*** Opening Recorded data ***

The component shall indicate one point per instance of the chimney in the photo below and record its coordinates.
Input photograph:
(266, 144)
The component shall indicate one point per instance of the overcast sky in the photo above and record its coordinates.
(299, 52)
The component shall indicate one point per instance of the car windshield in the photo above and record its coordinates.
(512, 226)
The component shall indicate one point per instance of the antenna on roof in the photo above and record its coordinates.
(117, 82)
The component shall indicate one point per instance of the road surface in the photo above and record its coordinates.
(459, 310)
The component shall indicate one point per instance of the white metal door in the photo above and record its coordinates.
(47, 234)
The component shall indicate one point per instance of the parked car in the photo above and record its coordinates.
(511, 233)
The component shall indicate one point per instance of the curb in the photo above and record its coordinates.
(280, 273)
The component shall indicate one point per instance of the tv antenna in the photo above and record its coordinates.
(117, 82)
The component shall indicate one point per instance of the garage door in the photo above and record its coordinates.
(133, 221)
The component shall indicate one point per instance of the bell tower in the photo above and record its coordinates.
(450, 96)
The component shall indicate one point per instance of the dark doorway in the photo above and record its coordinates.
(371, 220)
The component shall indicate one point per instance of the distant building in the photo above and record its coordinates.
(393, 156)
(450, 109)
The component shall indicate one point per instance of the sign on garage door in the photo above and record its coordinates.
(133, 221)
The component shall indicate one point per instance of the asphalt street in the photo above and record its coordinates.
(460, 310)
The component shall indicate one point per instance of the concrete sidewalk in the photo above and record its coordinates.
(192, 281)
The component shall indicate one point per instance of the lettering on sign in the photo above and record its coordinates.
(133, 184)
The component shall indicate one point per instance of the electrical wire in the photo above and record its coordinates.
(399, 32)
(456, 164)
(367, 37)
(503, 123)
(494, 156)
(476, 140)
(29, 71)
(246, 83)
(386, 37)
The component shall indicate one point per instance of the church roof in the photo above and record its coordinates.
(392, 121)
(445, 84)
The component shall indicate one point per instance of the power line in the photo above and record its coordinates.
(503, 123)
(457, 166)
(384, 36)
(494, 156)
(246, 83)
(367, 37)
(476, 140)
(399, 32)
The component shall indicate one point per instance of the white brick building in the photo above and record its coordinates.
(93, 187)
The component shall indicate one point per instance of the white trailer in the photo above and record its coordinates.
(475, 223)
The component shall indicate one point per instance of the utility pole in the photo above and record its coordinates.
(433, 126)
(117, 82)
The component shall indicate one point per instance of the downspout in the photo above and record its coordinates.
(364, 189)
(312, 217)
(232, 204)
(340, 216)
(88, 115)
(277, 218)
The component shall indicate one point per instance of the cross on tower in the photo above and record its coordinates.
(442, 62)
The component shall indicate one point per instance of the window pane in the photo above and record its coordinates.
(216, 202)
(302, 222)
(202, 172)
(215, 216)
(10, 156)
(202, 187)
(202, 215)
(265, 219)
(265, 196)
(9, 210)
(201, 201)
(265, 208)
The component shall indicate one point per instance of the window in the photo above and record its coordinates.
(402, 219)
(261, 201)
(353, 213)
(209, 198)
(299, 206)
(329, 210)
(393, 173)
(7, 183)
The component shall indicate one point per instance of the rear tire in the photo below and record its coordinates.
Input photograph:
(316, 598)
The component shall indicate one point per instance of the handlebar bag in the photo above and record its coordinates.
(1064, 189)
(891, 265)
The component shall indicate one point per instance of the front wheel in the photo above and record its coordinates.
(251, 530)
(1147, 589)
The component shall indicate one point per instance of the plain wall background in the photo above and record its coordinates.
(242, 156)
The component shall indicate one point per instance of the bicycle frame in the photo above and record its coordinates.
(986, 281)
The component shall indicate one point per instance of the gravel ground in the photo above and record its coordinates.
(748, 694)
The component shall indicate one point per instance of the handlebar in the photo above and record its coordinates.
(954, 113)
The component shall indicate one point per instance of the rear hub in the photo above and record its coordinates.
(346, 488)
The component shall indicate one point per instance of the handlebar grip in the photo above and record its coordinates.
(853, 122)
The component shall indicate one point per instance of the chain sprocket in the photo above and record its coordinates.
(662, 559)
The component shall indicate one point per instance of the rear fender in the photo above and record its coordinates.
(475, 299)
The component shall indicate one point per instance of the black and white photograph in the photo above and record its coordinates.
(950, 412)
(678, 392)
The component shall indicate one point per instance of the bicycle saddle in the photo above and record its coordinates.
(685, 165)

*** Closing Recorded data ***

**Assignment**
Give the data again, unchanged in every line.

**The completed task**
The component shall indicate one point per instance of the chimney in the photo below and record its coordinates.
Input photograph:
(266, 144)
The component shall indicate one point per instance of the overcast sky in the photo above and record its coordinates.
(299, 52)
The component shall indicate one point per instance of the car windshield in the photo above and record its coordinates.
(512, 226)
The component shall indicate one point per instance of the antenna on roof in the photo above and record its coordinates.
(117, 82)
The component shall indicate one point per instance of the road surface in the photo above and record its coordinates.
(459, 310)
The component shall indicate one point per instance of the white metal door in the photo above and record its coordinates.
(47, 234)
The component shall indicate one point per instance of the parked car in the photo above and record its coordinates.
(511, 233)
The component shall indicate one point per instance of the curb in the photo above and record its coordinates.
(280, 273)
The component shall indicate one point per instance of the tv antenna in the photo above and record its coordinates.
(117, 82)
The component shall indicate one point per instance of the garage door in the photo above and record its coordinates.
(133, 221)
The component shall indicate one point per instance of the bell tower in the photo above and record its coordinates.
(450, 96)
The component shall indicate one point per instance of the dark doorway in the photo above and record its coordinates.
(371, 220)
The component shall indicate one point per instance of the distant building in the photo above and record its coordinates.
(393, 156)
(450, 109)
The component shall indicate one point per instance of the sign on garage door in the photo above and record its coordinates.
(133, 221)
The component shall indicate one point per instance of the asphalt street in the photo above and record its coordinates.
(460, 310)
The component shall indicate one point per instance of the concrete sidewalk in the photo above and record its coordinates.
(192, 281)
The component shall indicate one point per instance of the lettering on sign in the photo above and record its coordinates.
(133, 184)
The component shall indicate one point per instance of the electrical wire in the photo above and record its coordinates.
(399, 32)
(456, 164)
(367, 37)
(503, 123)
(494, 156)
(476, 140)
(29, 71)
(246, 83)
(386, 37)
The component shall indicate one point per instance of the church roof in the photo above and record its coordinates.
(392, 121)
(445, 84)
The component shall indicate one point per instance of the power line in the photo above and record its coordinates.
(503, 123)
(457, 166)
(384, 36)
(494, 156)
(246, 83)
(367, 37)
(476, 140)
(399, 32)
The component shall indicate one point per instance of the white brick building in the photo above and record its coordinates.
(93, 187)
The component shall indicate one point per instance of the white trailer in the photo above and record its coordinates.
(475, 223)
The component shall indicate one point per instance of the utility pole in the photo above and record its coordinates.
(433, 126)
(117, 82)
The component shall indicate one point per instance of the downspout in the photo above and record its coordinates.
(364, 189)
(312, 217)
(232, 204)
(340, 216)
(88, 115)
(277, 218)
The component shall indicate one point per instance of the cross on tower in the photo above and record its coordinates.
(442, 62)
The component shall indicate one point per instance of the window pane in the photo above and record its coordinates.
(216, 202)
(302, 222)
(202, 172)
(215, 216)
(10, 156)
(202, 187)
(202, 215)
(265, 219)
(265, 196)
(9, 210)
(201, 201)
(265, 208)
The component shall indicate one point per instance of the window in the photo above and record its coordinates.
(402, 219)
(261, 201)
(353, 213)
(209, 198)
(299, 206)
(329, 210)
(393, 173)
(7, 183)
The component shall indicate one point per instance of the rear tire in the photo below and record its coordinates.
Input photograph:
(316, 598)
The component shall indicate one point per instance of the handlebar bag in the photo above and record its coordinates.
(1064, 189)
(891, 265)
The component shall indicate one point per instance of the front wheel in the photo above and record its coordinates.
(251, 530)
(1147, 589)
The component shall indicate one point per instance of the plain wall background in the photo above and record its coordinates.
(242, 156)
The component shall indicate one point per instance of the bicycle frame in the photo above and record its coordinates.
(986, 281)
The component shall indicate one point per instance of the gravel ground in the photo above and record its coordinates.
(748, 694)
The component shall indicate one point per instance of the handlebar in the photo above and record its coordinates.
(954, 113)
The component shall indicate one point per instance of the rear hub in the photo above and record its coordinates.
(346, 488)
The component shall indicate one point per instance of the handlebar grip in the photo above and record its coordinates.
(853, 122)
The component shall indicate one point per instance of the chain sprocket in the photo above and record its coordinates.
(662, 559)
The component shall indicate one point per instance of the rear fender in the photo above and record its coordinates.
(475, 299)
The component shall indicate one point per instance of the black and white photograph in the photo above and record its coordinates.
(950, 412)
(678, 392)
The component shall indicate one point per instance of the bicycle saddle in the photo above and record its coordinates.
(685, 165)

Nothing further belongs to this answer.